* [REQUIREMENT]: Give back the full listing that follows exactly as it reads.

* [MATERIAL TO PROCESS]:

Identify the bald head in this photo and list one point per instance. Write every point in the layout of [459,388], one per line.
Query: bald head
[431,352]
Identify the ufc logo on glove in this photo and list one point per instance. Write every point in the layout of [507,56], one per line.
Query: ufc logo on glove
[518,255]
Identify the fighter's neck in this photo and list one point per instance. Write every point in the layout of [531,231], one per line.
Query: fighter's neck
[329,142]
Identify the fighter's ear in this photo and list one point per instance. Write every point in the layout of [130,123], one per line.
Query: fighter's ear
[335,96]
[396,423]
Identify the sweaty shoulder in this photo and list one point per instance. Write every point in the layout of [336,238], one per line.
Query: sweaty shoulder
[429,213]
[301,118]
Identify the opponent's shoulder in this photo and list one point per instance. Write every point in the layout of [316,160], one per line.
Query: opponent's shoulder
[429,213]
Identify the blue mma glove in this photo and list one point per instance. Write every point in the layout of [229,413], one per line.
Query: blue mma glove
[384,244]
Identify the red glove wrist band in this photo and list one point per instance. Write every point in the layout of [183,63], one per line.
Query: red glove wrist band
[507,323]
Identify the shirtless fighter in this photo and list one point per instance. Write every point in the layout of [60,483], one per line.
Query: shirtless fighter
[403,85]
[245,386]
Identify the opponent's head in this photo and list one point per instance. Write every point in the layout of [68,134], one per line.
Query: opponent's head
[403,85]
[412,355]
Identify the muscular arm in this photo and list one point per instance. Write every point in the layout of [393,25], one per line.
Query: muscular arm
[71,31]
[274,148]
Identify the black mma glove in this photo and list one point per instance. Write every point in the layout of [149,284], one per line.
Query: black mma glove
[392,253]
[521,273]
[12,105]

* [SOLUTION BELOW]:
Identify the bald head in this photo and list one point per instance. Write every point in the layout of [459,388], one per line.
Query: bald head
[431,352]
Identify the ufc logo on glove in this photo and list one point per instance. Write every point in the layout of [507,56], one per line.
Query: ufc logo on glove
[518,255]
Identify the fighter's neck in this photo and list one point per instance. Write every point in the layout of [531,231], one per line.
Query: fighter's neck
[329,142]
Identify the fighter's ear in this photo and list one point per instance. Write every point in the layout of [130,123], one per line.
Query: fighter's ear
[335,96]
[396,423]
Identify the sweaty shoulder in this photo and list one point per instance. Write every point in the layout of [336,238], one per line.
Query: sweaty shoulder
[429,213]
[301,118]
Identify the opponent's shoulder in this photo and list one point per instance. Write every point in the layout of [316,160], one per line.
Query: opponent's shoulder
[429,213]
Identify the blue mma glove in this photo and list one point per instance. Write every point in the layout of [229,413], one per line.
Query: blue mma glove
[384,244]
Identify the red glove wrist band in this photo and list one point per instance. Write every point in the layout of [183,63], one per line.
Query: red glove wrist band
[507,323]
Identify the shirtless fighter in this photo and list one point per instance. Write every point in the layout of [60,483], one per line.
Query: shirtless fighter
[403,85]
[245,386]
Identify the opponent's head in this photo and list one point per instance. Write every point in the layout of [68,134], one per line.
Query: opponent's head
[403,85]
[412,355]
Identify the muscular arm in this photo and list one point per instance. Write every point in the layout of [393,25], one per line.
Query: muscular arm
[71,31]
[274,148]
Identify the black mma glove in this photo and list one point per instance. Write every point in the layout of [149,284], one per line.
Query: black mma glove
[392,253]
[521,273]
[12,105]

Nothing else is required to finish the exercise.